**Goal:**
Switch "a dot for each instance" to "one dot per instance" wherever it occurs in the rows that follow, and reproduce the rows otherwise unchanged, leaving out the pictures.

**Extracted entries:**

---*---

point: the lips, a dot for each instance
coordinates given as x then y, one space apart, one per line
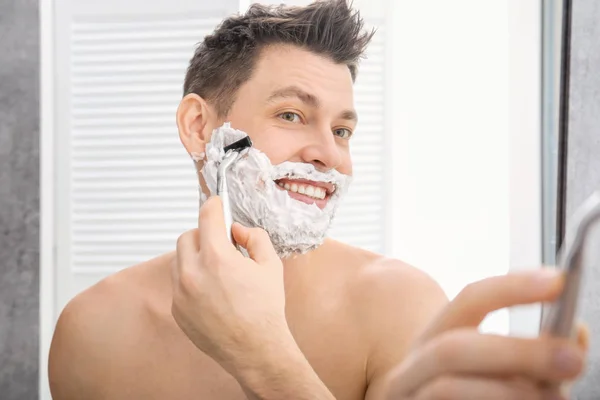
307 191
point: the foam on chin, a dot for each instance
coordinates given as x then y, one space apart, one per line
256 201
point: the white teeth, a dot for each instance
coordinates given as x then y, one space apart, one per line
308 190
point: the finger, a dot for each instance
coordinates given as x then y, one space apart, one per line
583 336
469 352
478 299
211 225
477 388
256 241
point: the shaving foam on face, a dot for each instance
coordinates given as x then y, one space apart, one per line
257 201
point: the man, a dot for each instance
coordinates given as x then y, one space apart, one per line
335 322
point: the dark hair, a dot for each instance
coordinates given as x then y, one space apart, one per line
224 60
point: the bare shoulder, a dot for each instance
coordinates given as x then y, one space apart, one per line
93 330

---*---

**Task answer:**
point: the lips, one dot per instance
coordinates given as x then y, one space apart, one per line
307 191
point: the foam on chin, one dot per instance
coordinates given as x then y, one space apart, one per line
256 201
point: the white teeth, one dot per instance
coordinates given as x then y, one space apart, one per line
308 190
point: the finger, one dot per instance
coordinates given as x then y, one space apart, one per line
583 336
469 352
478 299
211 225
477 388
256 241
point: the shaving foam on face, one dot per instance
coordinates given as x then y, one space apart, one per line
257 201
point: the man, one dot per instance
coordinates given as x then y, one space apart, one per line
335 322
point: the dark hair, one dot per instance
coordinates given as x then y, one space apart, one per line
224 60
point: the bare shoulder, one dot per instance
coordinates given as x then y, one space apart, one per line
93 330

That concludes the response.